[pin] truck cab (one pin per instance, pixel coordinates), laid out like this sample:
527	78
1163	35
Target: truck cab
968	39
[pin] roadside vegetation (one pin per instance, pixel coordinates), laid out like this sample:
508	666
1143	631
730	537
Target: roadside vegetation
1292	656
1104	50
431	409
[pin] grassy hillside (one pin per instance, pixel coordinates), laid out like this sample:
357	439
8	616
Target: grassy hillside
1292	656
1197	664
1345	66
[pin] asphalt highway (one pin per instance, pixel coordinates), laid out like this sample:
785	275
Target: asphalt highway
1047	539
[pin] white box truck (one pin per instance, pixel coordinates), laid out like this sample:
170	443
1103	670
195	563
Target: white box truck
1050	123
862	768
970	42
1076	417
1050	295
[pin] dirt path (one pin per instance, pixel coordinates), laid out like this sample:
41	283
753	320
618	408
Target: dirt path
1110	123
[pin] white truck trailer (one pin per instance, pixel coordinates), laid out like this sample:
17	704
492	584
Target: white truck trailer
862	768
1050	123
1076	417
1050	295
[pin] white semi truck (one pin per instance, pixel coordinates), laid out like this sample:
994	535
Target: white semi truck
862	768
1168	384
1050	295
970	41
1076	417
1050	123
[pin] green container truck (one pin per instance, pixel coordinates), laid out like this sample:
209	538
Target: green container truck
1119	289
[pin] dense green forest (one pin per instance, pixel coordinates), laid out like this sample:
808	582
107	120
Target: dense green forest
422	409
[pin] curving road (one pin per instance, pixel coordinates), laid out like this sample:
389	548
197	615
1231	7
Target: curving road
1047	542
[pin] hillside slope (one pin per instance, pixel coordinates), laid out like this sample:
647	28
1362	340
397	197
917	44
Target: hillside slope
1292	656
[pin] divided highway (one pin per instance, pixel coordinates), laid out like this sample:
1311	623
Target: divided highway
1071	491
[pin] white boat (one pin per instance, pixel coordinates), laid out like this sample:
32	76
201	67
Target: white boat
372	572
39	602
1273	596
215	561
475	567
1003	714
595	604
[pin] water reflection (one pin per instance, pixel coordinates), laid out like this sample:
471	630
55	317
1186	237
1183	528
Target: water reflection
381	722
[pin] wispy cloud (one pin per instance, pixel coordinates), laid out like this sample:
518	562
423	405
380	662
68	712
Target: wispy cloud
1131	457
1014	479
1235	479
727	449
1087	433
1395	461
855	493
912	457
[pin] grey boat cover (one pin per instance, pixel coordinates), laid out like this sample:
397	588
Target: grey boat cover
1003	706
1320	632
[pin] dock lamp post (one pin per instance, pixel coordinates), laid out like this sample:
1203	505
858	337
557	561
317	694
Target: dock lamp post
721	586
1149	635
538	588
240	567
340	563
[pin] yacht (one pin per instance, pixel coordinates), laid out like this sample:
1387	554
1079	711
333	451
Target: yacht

*-*-*

→ The exercise
Reproduce the lines from the one holding "[pin] water reflection" through the last line, inclusive, changing "dock lamp post" to "dock light pole" and leaving everything else unchanged.

→ Reply
[pin] water reflection (one pin per instance, pixel coordinates), laid out like this sample:
471	630
55	317
1186	237
1183	528
Target: water reflection
381	722
[pin] wispy cloud (one pin per instance, pixel coordinates), laid out like this sample:
518	562
423	405
380	662
68	712
Target: wispy cloud
1131	457
1014	479
1235	479
727	449
1087	433
1395	461
855	493
912	457
[pin] grey boat cover (one pin per instance, pixel coordinates), laid out like this sample:
397	588
Target: grey boat cover
1003	706
1320	632
[pin] dock light pole (one pin per instance, pixel coordinates), laid out like this sample:
1203	505
858	337
557	561
317	694
Target: dock light pole
721	586
1149	635
538	588
240	567
340	563
[pin] yacht (one pin per instance, pixel coordinates), laid out like this sample:
1387	554
1079	711
333	451
Target: yacht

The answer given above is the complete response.